**** DOCUMENT PASSAGE ****

On Thu, Nov 7, 2019 at 12:35 PM Martin Euredjian via Python-ideas <python-ideas@python.org> wrote:
Another example of ASCII soup is regex. That's interesting, I feel the same way. I can read most code pretty quickly, but as soon as I hit a regex it takes me 50x as long to read
That's it! You got it! The difference is that regex looks like )(*&)(*&)(*^)(*&^ which means nothing. Your brain has a mapping for what these symbols mean already. Ascribing new meaning to a new mish-mash of them breaks that mental mapping and model, which means that it requires 50 or 100 times the cognitive load to process and comprehend. You are forced to keep a truly unnatural mental stack in your head as you parse these infernal combinations of seemingly random ASCII to figure out their meaning.

****

**YOUR INSTRUCTIONS**. According to the mailing list passage, how many times the cognitive load does processing a new mix of symbols require? The lines that follow have no connection to the mailing list passage.

**** STORED DATA ****

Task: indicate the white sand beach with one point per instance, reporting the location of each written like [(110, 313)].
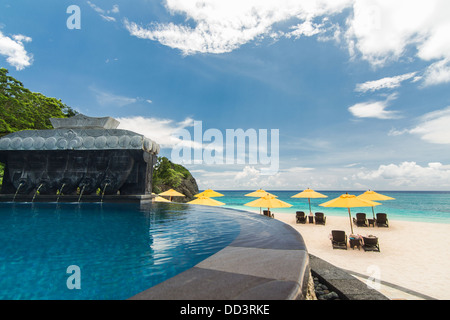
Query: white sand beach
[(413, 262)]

****
**** STORED DATA ****

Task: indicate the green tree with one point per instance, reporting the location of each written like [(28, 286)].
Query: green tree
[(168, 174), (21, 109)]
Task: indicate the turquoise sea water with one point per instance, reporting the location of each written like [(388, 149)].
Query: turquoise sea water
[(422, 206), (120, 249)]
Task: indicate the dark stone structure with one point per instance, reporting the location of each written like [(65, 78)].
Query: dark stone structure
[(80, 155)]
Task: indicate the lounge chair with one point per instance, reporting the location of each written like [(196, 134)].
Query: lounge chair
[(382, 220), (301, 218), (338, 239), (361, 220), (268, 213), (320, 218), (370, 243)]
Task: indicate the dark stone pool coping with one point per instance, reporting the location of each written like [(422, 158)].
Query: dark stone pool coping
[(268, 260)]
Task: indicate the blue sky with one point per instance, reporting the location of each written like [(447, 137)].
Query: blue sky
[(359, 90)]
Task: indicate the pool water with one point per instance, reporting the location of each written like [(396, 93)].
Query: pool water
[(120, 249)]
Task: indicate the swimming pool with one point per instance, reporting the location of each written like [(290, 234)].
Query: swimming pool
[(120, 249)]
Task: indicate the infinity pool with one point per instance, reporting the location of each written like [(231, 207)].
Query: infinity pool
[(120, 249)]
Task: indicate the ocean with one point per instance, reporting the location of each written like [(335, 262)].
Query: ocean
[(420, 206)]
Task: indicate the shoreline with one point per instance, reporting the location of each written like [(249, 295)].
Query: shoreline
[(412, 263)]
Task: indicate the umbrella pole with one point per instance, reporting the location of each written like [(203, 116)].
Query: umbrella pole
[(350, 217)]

****
**** STORED DATA ****

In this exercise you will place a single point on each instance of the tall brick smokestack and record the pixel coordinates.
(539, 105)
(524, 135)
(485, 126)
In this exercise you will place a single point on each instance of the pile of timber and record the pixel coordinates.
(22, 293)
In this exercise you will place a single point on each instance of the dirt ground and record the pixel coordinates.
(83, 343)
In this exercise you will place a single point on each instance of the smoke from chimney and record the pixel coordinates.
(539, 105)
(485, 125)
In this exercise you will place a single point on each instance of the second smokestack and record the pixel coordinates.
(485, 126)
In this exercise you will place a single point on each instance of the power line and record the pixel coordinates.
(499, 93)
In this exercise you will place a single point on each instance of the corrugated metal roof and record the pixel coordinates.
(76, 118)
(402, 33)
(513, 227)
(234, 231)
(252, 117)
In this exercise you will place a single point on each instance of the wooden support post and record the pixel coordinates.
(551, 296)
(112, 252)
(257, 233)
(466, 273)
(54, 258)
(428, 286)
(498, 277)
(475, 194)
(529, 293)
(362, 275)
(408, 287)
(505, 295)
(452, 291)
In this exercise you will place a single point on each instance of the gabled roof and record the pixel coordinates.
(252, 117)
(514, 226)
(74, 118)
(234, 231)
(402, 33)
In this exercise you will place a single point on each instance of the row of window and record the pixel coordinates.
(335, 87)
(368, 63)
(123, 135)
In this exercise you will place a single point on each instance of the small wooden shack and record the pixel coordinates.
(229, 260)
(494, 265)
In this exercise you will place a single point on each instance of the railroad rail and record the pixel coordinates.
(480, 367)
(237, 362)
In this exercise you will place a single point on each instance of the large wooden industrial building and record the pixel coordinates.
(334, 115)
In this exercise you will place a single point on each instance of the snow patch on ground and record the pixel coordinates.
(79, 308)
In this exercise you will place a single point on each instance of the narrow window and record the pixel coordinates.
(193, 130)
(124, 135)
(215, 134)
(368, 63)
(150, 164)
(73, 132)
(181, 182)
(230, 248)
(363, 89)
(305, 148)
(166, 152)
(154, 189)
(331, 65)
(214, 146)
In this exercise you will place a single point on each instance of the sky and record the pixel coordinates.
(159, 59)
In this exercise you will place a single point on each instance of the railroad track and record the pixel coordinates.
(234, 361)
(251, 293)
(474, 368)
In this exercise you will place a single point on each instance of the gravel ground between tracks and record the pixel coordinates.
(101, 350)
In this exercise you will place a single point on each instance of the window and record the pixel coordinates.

****

**TASK OUTPUT**. It requires 50 or 100 times the cognitive load.